— Task brief —
Could you output every record again, exactly as given?

— Source data —
>>

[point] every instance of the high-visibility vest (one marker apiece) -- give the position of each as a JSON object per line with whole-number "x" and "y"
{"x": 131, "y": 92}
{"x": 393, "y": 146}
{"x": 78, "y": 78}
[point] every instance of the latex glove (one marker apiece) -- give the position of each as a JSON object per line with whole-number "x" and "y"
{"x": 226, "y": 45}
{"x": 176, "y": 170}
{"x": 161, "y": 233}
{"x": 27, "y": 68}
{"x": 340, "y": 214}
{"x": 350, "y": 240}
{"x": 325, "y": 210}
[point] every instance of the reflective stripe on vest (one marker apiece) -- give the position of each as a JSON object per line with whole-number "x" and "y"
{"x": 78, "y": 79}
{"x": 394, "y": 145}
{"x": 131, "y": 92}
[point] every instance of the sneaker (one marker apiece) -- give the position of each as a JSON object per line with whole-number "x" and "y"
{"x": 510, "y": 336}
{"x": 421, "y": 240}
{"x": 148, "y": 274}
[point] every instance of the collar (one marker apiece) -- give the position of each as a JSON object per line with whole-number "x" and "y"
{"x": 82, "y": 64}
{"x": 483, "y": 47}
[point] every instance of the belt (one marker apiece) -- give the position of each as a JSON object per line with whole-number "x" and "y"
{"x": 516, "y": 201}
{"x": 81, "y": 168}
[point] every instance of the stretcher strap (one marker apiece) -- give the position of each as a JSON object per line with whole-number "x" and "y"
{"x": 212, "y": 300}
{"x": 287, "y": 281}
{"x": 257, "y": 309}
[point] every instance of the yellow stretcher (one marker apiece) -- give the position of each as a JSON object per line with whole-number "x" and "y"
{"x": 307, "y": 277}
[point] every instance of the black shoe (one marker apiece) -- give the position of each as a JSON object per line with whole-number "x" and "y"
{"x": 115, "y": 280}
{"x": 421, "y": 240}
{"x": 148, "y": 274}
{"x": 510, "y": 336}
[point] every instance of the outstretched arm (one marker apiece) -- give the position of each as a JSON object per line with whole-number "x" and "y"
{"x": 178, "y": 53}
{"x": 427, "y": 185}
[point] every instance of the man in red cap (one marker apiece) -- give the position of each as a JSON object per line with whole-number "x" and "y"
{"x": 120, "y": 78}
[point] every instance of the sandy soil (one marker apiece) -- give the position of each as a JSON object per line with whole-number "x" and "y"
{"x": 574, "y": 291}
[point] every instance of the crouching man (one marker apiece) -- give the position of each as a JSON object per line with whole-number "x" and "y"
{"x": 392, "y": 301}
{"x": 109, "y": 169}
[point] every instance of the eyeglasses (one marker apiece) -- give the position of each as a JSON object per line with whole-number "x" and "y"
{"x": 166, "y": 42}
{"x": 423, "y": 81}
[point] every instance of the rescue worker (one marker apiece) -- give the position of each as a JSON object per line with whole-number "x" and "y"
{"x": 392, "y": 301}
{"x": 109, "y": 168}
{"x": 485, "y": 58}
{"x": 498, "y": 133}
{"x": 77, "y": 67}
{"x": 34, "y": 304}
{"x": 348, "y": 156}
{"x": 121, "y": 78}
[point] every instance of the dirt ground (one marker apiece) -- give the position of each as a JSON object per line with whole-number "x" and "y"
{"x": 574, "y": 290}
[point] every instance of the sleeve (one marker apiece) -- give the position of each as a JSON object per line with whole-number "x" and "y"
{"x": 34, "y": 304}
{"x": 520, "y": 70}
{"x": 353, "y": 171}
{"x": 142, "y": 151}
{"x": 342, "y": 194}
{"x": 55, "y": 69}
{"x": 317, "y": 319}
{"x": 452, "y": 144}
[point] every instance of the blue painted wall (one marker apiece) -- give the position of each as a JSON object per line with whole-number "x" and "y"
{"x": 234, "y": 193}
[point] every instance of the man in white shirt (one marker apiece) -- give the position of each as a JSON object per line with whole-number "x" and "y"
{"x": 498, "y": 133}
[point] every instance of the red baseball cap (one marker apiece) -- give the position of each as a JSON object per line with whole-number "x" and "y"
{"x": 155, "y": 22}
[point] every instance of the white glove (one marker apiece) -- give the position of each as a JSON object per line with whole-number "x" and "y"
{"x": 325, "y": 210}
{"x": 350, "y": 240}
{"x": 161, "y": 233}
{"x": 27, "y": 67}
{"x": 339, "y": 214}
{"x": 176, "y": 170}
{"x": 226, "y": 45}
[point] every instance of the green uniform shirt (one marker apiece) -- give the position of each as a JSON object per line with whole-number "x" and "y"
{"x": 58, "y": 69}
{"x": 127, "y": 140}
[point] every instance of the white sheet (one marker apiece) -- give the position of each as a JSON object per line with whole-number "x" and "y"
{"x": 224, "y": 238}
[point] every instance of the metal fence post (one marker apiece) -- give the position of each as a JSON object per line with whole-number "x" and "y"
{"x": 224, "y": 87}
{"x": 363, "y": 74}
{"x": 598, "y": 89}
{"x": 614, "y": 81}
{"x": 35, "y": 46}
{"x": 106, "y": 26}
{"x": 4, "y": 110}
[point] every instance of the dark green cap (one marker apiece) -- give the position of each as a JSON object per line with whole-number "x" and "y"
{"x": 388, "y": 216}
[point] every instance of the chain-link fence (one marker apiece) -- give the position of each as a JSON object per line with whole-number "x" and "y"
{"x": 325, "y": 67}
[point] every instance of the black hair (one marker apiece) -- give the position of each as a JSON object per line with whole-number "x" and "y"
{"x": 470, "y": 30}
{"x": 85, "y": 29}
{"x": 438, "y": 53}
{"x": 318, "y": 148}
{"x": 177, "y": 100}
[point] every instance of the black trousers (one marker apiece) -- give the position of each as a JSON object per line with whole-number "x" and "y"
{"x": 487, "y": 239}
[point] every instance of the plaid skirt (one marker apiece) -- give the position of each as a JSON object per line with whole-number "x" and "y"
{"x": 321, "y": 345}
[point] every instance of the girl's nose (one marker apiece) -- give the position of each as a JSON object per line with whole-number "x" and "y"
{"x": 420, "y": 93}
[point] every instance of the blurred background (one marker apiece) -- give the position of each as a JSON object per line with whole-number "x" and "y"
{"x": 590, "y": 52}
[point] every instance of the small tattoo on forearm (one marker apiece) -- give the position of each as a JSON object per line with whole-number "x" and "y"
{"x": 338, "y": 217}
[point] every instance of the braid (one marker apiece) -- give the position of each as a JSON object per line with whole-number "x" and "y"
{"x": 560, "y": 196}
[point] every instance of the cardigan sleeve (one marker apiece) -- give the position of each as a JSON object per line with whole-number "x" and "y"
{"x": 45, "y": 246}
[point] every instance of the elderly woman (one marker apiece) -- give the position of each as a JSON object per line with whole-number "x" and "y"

<<

— Output of the task —
[point] every instance of the high-visibility vest (one marker apiece) -- give the position of each as a JSON object per line with whole-number "x" and "y"
{"x": 131, "y": 92}
{"x": 393, "y": 146}
{"x": 78, "y": 78}
[point] every instance of the latex glove (one marker apiece) -- give the position of each as a JSON object per line with whole-number "x" and "y"
{"x": 226, "y": 45}
{"x": 176, "y": 170}
{"x": 161, "y": 233}
{"x": 27, "y": 68}
{"x": 340, "y": 214}
{"x": 350, "y": 240}
{"x": 325, "y": 210}
[point] every instance of the reflective stripe on vest (one marker apiece) -- give the position of each as a JSON object per line with whole-number "x" and "y"
{"x": 78, "y": 79}
{"x": 394, "y": 145}
{"x": 131, "y": 92}
[point] every instance of the sneaker (one marker apiece) -- give the position of each as a JSON object per line with whole-number "x" and "y"
{"x": 510, "y": 336}
{"x": 421, "y": 240}
{"x": 148, "y": 274}
[point] every instance of the collar (one marker apiece) -- give the position of each as a JSON object per line with whole-number "x" and "y"
{"x": 82, "y": 64}
{"x": 483, "y": 47}
[point] every instance of the belt (one marker apiece) -- give the position of each as a JSON object per line with whole-number "x" and "y"
{"x": 516, "y": 201}
{"x": 81, "y": 168}
[point] every instance of the stretcher strap (one marker apiece) -- give the position of each as a JSON object per line with whole-number "x" and "y"
{"x": 212, "y": 300}
{"x": 287, "y": 281}
{"x": 257, "y": 309}
[point] every instance of the yellow stretcher (one marker apiece) -- give the position of each as a JSON object per line with whole-number "x" and "y"
{"x": 307, "y": 277}
[point] every instance of the black shoe (one marker apiece) -- give the position of each as a JSON object per line with whole-number "x" and "y"
{"x": 115, "y": 280}
{"x": 421, "y": 240}
{"x": 148, "y": 274}
{"x": 510, "y": 336}
[point] every instance of the outstretched arm (one marker apiece) -- give the position of each as a JSON object per line with whole-number "x" and "y"
{"x": 178, "y": 53}
{"x": 427, "y": 185}
[point] every instance of the man in red cap (one marker apiece) -- give the position of each as a JSON object per line with whole-number "x" and "y"
{"x": 120, "y": 78}
[point] every instance of the sandy soil (one marker apiece) -- give the position of each as a JSON object per line with whole-number "x" and "y"
{"x": 574, "y": 291}
[point] every instance of the crouching man (one marker apiece) -- give the position of each as a JSON object per line with whole-number "x" and "y"
{"x": 392, "y": 301}
{"x": 109, "y": 169}
[point] every instance of the eyeglasses (one marker apiece) -- give the position of each as a JSON object per line with whole-number "x" and "y"
{"x": 166, "y": 42}
{"x": 423, "y": 81}
[point] every instance of the rescue worker (one marker apiece) -- give the position of each as a JSON object per line with whole-number "x" and "y"
{"x": 392, "y": 301}
{"x": 109, "y": 168}
{"x": 485, "y": 58}
{"x": 498, "y": 133}
{"x": 77, "y": 67}
{"x": 34, "y": 304}
{"x": 348, "y": 156}
{"x": 121, "y": 78}
[point] every instance of the dirt ground (one marker apiece) -- give the position of each as a JSON object per line with whole-number "x" and "y"
{"x": 574, "y": 290}
[point] every instance of the sleeve (one marker apiece) -- give the position of each as a JSON object per line with whole-number "x" and "y"
{"x": 34, "y": 304}
{"x": 520, "y": 70}
{"x": 353, "y": 171}
{"x": 142, "y": 151}
{"x": 342, "y": 194}
{"x": 55, "y": 69}
{"x": 317, "y": 319}
{"x": 452, "y": 144}
[point] every instance of the blue painted wall (one marker apiece) -- give the position of each as a JSON object per line with whole-number "x" and "y"
{"x": 234, "y": 193}
[point] every instance of the man in white shirt (one marker apiece) -- give the position of each as a JSON object per line with whole-number "x" and "y"
{"x": 498, "y": 133}
[point] every instance of the red baseball cap (one marker apiece) -- give the position of each as a JSON object per line with whole-number "x" and "y"
{"x": 155, "y": 22}
[point] every instance of the white glove (one marker apiece) -- give the position of each as a JSON object per line with whole-number "x" and "y"
{"x": 325, "y": 210}
{"x": 350, "y": 240}
{"x": 161, "y": 233}
{"x": 27, "y": 67}
{"x": 339, "y": 214}
{"x": 176, "y": 170}
{"x": 226, "y": 45}
[point] every instance of the green uniform shirt (one marker apiece) -- give the position of each as a JSON object per line with whole-number "x" and "y"
{"x": 58, "y": 69}
{"x": 127, "y": 140}
[point] every instance of the white sheet (one marker apiece) -- give the position of each as a JSON object per line with whole-number "x" and "y"
{"x": 224, "y": 238}
[point] every instance of the metal fence post (one marker apiece) -- give the position of each as a JSON object per line with whole-number "x" and "y"
{"x": 224, "y": 87}
{"x": 363, "y": 74}
{"x": 598, "y": 89}
{"x": 614, "y": 81}
{"x": 35, "y": 46}
{"x": 106, "y": 26}
{"x": 4, "y": 110}
[point] every instance of the dark green cap (one marker apiece) -- give the position of each as a JSON object per line with whole-number "x" and "y"
{"x": 388, "y": 216}
[point] every instance of the chain-link fence (one marker apiece) -- give the position of each as a JSON object per line with whole-number "x" and "y"
{"x": 325, "y": 67}
[point] every instance of the black hair (one marker apiece) -- give the position of each as a JSON object per line with whole-number "x" and "y"
{"x": 470, "y": 30}
{"x": 85, "y": 29}
{"x": 438, "y": 53}
{"x": 318, "y": 148}
{"x": 177, "y": 100}
[point] every instance of the black trousers (one marker apiece) -- give the position of each as a JSON object per line with whole-number "x" and "y"
{"x": 487, "y": 239}
[point] every instance of the plaid skirt (one marker apiece) -- give the position of each as a JSON object per line with whole-number "x" and "y"
{"x": 321, "y": 345}
[point] every instance of the girl's nose (one marker apiece) -- give the position of each as a JSON object per line with whole-number "x" and "y"
{"x": 420, "y": 93}
[point] every instance of the blurred background (one marker apiece) -- give the position of each as a JSON object per line with whole-number "x" and "y"
{"x": 590, "y": 52}
[point] every instance of the small tattoo on forearm (one marker apiece) -- give the position of each as a JSON object per line with whole-number "x" and "y"
{"x": 338, "y": 217}
[point] every instance of the braid (one marker apiece) -- give the position of each as a JSON object per line with whole-number "x" and "y"
{"x": 560, "y": 196}
[point] every instance of the cardigan sleeve (one marker apiece) -- give the position of each as a JSON object per line with whole-number "x" and "y"
{"x": 45, "y": 246}
[point] every instance of the elderly woman (one marker apiece) -- give the position of each as a JSON object per line with whole-number "x" and "y"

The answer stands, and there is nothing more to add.